Edinburgh Festival Fringe: All the signs are pointing to a full-scale return – Brian Ferguson
After a week dominated by announcements about the Edinburgh Festival Fringe, it felt like a good time to take stock of the recovery of the event and the city’s wider cultural celebration ahead of one of the most important seasons in its history.
More than 500 shows were announced by different venues and the Fringe Society over several bewildering days, taking the overall tally for this year to nearly 800, spread across 103 venues.
Comparisons are inevitable.
Earlier this month, the Edinburgh International Festival announced a 75th anniversary programme which will see 87 events staged across 14 venues.
But the true scale of the return of the Fringe, which also dates back to 1947, is not likely to become clear until July, when its own programme is published.
By the time the Fringe drew to a close last year, 528 in-person shows had been staged.
The question for many Fringe-watchers is whether this year’s event will bear a closer resemblance to the record-breaking 2019 incarnation than the one which re-emerged tentatively in 2021. All my instincts point towards the former.
The Fringe Society has had a love-hate affair in modern times with the key numbers at the heart of the event.
They are not the be all and end all, but they do provide a crucial context for how the event is seen in Edinburgh and around the world.
As the Fringe entered a new era in 1999 with a new director, Paul Gudgin, he was overseeing an event boasting 1,309 shows across 167 venues.
By 2009, when the Fringe Society’s first chief executive, Kath Mainland, was in charge, it had expanded to 2,098 shows in 265 venues.
The last pre-pandemic Fringe saw the chief executive Shona McCarthy unveil a programme encompassing 3,841 shows in 323 venues.
The more telling figures for many are the overall audience size, which topped one million in 2003, reached two million in 2014 and broke the three million barrier in 2019.
There will be an inevitable focus on how many shows and venues will end up in the programme, with further announcements expected in early May and June ahead of an official launch in July.

DATA FOR ANALYSIS:
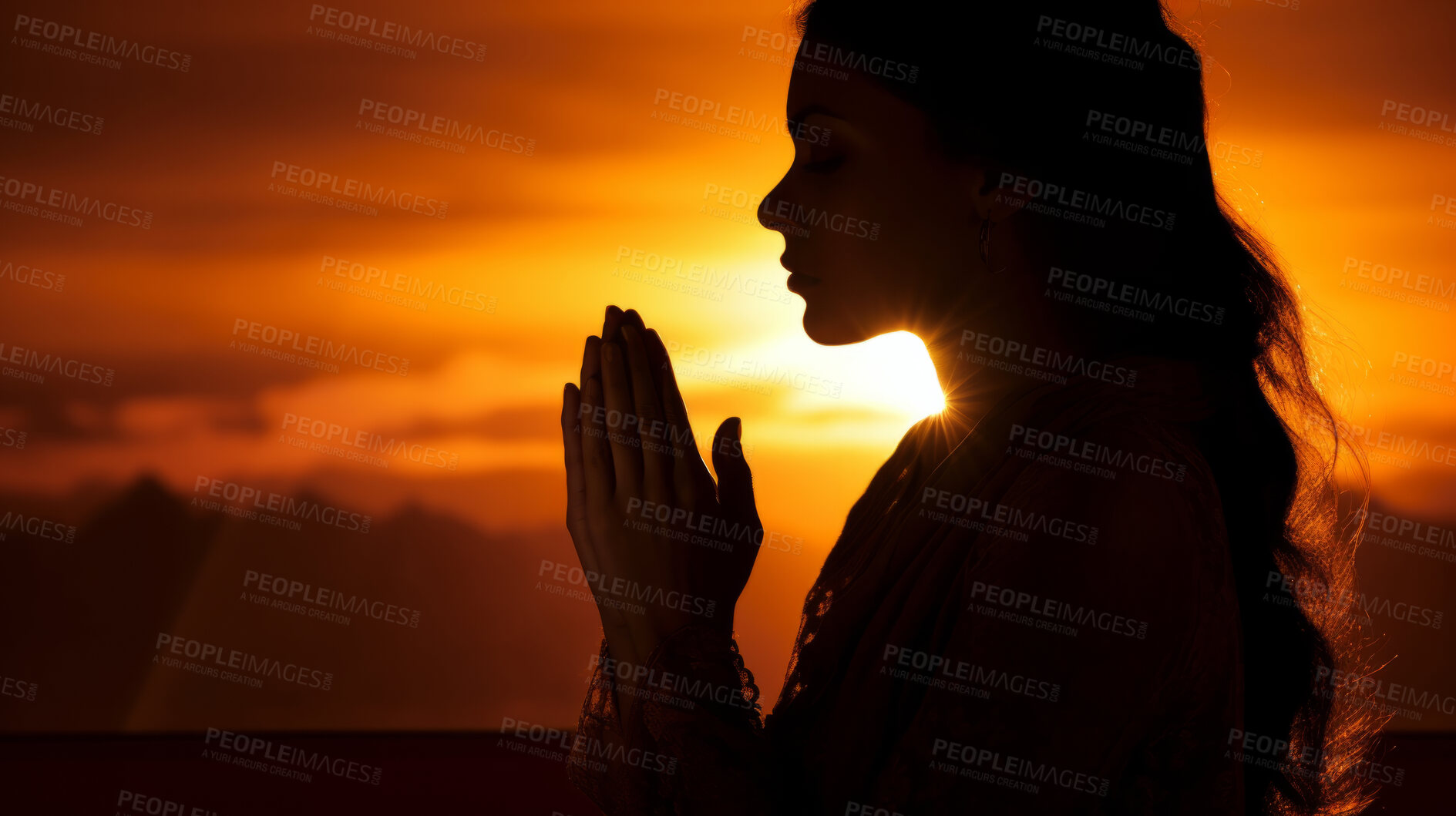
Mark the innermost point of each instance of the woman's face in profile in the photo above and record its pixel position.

==

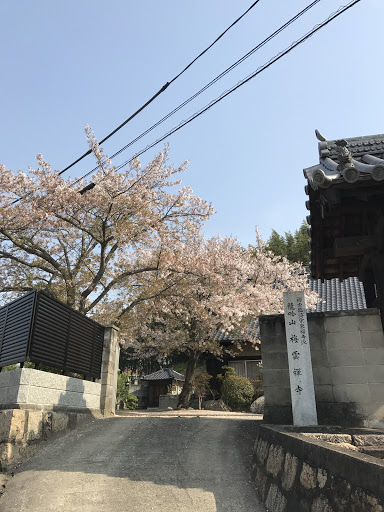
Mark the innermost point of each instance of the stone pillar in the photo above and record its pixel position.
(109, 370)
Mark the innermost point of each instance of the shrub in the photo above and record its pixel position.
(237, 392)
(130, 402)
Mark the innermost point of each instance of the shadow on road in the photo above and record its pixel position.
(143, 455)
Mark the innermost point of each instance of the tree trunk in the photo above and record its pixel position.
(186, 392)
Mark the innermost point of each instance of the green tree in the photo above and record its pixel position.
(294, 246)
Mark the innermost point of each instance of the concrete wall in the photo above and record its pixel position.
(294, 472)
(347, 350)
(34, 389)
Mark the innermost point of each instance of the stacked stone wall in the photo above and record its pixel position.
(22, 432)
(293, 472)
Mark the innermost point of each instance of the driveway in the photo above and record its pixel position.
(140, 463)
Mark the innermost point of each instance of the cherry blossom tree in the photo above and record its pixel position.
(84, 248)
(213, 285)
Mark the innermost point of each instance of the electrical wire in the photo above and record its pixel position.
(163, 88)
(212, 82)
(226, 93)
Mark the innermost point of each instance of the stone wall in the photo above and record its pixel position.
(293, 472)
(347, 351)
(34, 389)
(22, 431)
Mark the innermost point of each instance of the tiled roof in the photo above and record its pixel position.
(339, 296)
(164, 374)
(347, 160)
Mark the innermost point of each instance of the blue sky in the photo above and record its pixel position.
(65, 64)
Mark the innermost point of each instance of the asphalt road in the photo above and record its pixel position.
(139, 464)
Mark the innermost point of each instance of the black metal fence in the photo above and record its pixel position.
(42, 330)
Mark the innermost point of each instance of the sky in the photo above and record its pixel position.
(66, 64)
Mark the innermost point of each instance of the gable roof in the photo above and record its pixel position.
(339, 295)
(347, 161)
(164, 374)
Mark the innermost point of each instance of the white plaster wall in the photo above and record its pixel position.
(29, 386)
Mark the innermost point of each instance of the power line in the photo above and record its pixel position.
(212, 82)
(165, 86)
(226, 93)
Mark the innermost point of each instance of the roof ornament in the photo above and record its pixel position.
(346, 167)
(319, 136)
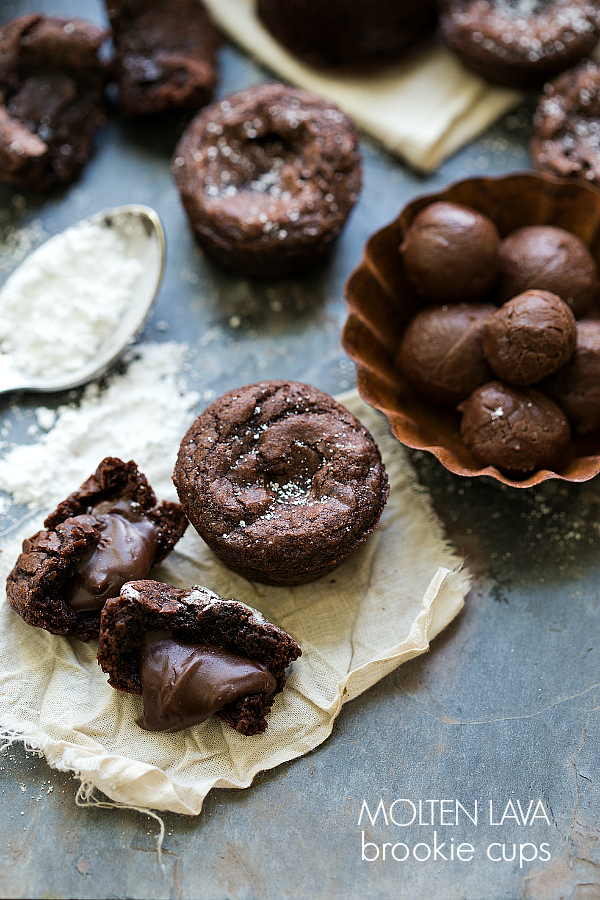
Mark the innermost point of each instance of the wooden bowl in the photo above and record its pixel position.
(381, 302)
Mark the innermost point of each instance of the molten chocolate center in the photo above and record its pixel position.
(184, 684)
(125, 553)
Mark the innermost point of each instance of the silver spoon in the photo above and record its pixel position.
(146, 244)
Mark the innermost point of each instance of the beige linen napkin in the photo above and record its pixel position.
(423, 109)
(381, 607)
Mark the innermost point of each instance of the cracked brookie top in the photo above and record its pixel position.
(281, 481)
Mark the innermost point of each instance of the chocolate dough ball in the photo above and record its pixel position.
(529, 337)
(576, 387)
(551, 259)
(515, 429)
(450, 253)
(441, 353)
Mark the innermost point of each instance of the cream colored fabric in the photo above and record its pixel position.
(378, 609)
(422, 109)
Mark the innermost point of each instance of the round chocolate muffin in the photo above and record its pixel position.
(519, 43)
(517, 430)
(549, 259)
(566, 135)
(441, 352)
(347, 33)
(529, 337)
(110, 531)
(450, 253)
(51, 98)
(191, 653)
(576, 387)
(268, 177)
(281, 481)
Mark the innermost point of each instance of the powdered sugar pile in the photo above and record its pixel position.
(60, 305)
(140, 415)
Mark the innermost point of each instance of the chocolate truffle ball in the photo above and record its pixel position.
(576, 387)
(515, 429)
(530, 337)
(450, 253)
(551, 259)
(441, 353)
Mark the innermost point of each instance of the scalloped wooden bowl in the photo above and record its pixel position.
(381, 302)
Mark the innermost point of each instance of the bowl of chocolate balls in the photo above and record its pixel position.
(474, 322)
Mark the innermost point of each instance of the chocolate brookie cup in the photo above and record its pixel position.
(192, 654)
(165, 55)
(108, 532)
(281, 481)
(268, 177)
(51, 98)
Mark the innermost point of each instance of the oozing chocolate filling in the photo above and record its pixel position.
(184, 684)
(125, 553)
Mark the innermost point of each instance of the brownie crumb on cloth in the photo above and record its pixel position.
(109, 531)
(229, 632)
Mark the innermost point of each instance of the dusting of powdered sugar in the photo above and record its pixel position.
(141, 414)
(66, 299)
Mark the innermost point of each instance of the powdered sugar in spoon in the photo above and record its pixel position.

PARTS OF THE EXERCISE:
1. In the Fringe article above, why will the true scale of the Fringe's return not be known for a while? Please answer in one to three sentences.
2. Answer these questions from the Fringe article above:
(a) How many events will the Edinburgh International Festival's 75th anniversary programme stage, and across how many venues?
(b) How many in-person shows had been staged by the close of last year's Fringe?
(c) In what year did the Fringe's overall audience first top one million?

RESPONSES TO THE TASKS:
1. The Fringe's own programme is not published until July. Until then, shows are being announced in stages, with more announcements expected in early May and June ahead of the official launch in July.

2.
(a) 87 events across 14 venues.
(b) 528.
(c) 2003.